Logically, when a white hole and black hole with the same mass came together, they should’ve merged into a colossal white-black hole. Nevertheless, once these two massive forces from the white and black hole approach each other, the mass the white hole is expelling would also be turned into energy for the black hole. This won’t be a quick battle as the black hole can consume the white hole for thousands of years since the repulsive force of the white hole pushing against the gravitational pull to defend itself. As the energy keeps feeding on the black hole, the white hole is slowly being swallowed, and eventually, the black hole would become more massive than ever since consuming its extreme energy force.

All in all, today’s technology is insufficient to enlarge or stabilise wormholes, even if they could be found or made. So far, we only know that wormholes exist on paper in the form of an equation. However, scientists continue to explore the concept as a method of space travel with the hope that technology and humanity’s physics would eventually be able to utilise them. “You would need some of super-super-advanced technology,” Hsu said. “Humans won’t be doing this any time in the near future.”

**Stored rows:**

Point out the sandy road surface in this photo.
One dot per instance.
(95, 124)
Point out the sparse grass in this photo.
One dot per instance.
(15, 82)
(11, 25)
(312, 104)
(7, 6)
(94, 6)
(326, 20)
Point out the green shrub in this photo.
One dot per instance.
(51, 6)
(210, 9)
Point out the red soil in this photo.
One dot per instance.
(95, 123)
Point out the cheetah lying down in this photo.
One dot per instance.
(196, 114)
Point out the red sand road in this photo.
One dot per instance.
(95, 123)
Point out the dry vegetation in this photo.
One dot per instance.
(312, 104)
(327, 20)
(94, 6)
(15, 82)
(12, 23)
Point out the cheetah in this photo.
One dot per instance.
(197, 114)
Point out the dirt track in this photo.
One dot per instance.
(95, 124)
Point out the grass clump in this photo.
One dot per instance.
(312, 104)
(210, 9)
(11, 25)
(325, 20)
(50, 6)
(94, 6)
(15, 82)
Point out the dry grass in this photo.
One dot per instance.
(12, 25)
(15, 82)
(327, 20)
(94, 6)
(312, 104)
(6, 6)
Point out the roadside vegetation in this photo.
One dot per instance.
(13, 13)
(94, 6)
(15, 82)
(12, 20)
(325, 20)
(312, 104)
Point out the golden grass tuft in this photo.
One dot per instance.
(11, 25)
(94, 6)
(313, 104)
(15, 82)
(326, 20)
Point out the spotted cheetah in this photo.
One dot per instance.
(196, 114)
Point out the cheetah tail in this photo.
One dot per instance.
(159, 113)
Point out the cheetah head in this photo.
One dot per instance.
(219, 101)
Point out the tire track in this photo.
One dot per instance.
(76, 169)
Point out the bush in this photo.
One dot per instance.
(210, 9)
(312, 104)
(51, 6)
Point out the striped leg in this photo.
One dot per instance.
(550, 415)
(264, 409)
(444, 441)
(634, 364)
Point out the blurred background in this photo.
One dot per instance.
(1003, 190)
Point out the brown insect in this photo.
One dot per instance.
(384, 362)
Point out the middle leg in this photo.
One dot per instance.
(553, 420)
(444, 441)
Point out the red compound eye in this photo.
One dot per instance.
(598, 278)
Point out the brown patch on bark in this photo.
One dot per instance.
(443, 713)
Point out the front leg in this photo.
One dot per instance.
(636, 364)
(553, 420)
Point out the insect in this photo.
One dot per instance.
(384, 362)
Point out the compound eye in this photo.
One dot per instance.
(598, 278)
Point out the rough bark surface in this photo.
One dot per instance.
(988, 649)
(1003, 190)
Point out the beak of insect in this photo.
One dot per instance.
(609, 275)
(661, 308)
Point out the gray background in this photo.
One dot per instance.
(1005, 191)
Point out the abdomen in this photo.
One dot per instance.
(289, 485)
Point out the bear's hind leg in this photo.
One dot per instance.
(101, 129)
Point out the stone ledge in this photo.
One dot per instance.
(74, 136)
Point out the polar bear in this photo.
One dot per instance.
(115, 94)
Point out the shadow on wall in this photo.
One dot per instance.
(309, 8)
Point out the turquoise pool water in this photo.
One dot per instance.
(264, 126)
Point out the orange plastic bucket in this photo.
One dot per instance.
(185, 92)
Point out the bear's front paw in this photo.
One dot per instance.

**Goal:** Copy the passage on white holes and wormholes from "Logically, when a" to "extreme energy force.", renaming "white-black hole" to "gray hole". The entries come from a different source than the passage on white holes and wormholes.

**Task output:**
Logically, when a white hole and black hole with the same mass came together, they should’ve merged into a colossal gray hole. Nevertheless, once these two massive forces from the white and black hole approach each other, the mass the white hole is expelling would also be turned into energy for the black hole. This won’t be a quick battle as the black hole can consume the white hole for thousands of years since the repulsive force of the white hole pushing against the gravitational pull to defend itself. As the energy keeps feeding on the black hole, the white hole is slowly being swallowed, and eventually, the black hole would become more massive than ever since consuming its extreme energy force.